[Referring expression data]
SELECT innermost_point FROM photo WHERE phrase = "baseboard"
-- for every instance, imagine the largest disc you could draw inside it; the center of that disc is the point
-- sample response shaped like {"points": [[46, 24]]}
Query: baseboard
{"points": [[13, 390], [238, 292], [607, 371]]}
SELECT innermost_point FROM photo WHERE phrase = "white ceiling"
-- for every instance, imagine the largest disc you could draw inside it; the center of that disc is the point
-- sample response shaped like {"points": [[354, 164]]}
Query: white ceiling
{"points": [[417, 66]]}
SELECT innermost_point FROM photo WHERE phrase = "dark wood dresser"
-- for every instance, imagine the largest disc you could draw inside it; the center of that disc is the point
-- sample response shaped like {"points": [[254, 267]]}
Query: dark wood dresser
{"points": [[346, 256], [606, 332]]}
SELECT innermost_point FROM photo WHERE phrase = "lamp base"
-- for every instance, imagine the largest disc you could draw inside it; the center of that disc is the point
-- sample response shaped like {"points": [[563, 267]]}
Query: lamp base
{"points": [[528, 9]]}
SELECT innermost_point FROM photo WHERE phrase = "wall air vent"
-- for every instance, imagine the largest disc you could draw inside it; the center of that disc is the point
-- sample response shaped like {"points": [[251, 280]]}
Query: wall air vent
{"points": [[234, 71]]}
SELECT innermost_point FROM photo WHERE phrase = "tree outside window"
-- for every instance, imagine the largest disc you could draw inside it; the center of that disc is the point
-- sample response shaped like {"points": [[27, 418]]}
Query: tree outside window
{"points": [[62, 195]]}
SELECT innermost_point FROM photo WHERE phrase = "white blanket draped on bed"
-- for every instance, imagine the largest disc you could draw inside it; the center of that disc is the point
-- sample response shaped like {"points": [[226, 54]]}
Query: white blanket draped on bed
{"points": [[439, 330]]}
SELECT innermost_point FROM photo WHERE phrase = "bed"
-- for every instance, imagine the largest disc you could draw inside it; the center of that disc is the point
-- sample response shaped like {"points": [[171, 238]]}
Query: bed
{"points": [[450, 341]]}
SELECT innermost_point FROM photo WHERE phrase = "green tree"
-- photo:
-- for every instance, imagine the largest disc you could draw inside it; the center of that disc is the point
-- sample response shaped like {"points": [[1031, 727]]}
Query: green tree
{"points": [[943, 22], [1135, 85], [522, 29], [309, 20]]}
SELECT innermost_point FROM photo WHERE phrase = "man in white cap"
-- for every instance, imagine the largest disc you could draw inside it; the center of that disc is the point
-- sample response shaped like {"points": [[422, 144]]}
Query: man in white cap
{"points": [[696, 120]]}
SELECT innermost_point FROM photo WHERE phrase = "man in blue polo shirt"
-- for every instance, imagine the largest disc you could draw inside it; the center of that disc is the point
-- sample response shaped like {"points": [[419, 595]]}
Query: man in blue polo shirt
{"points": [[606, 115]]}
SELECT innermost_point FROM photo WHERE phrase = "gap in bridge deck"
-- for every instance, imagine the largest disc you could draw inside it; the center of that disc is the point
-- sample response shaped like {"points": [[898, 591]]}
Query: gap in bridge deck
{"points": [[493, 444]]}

#### Task directions
Some lines above contain the word "phrase". Copy each of them.

#### Result
SELECT innermost_point FROM photo WHERE phrase = "baseboard"
SELECT innermost_point FROM photo WHERE phrase = "white ceiling"
SELECT innermost_point FROM photo WHERE phrase = "dark wood dresser"
SELECT innermost_point FROM photo WHERE phrase = "lamp base"
SELECT innermost_point FROM photo WHERE phrase = "wall air vent"
SELECT innermost_point FROM photo WHERE phrase = "tree outside window"
SELECT innermost_point FROM photo WHERE phrase = "white blanket draped on bed"
SELECT innermost_point FROM photo WHERE phrase = "bed"
SELECT innermost_point FROM photo WHERE phrase = "green tree"
SELECT innermost_point FROM photo WHERE phrase = "man in white cap"
SELECT innermost_point FROM photo WHERE phrase = "man in blue polo shirt"
SELECT innermost_point FROM photo WHERE phrase = "gap in bridge deck"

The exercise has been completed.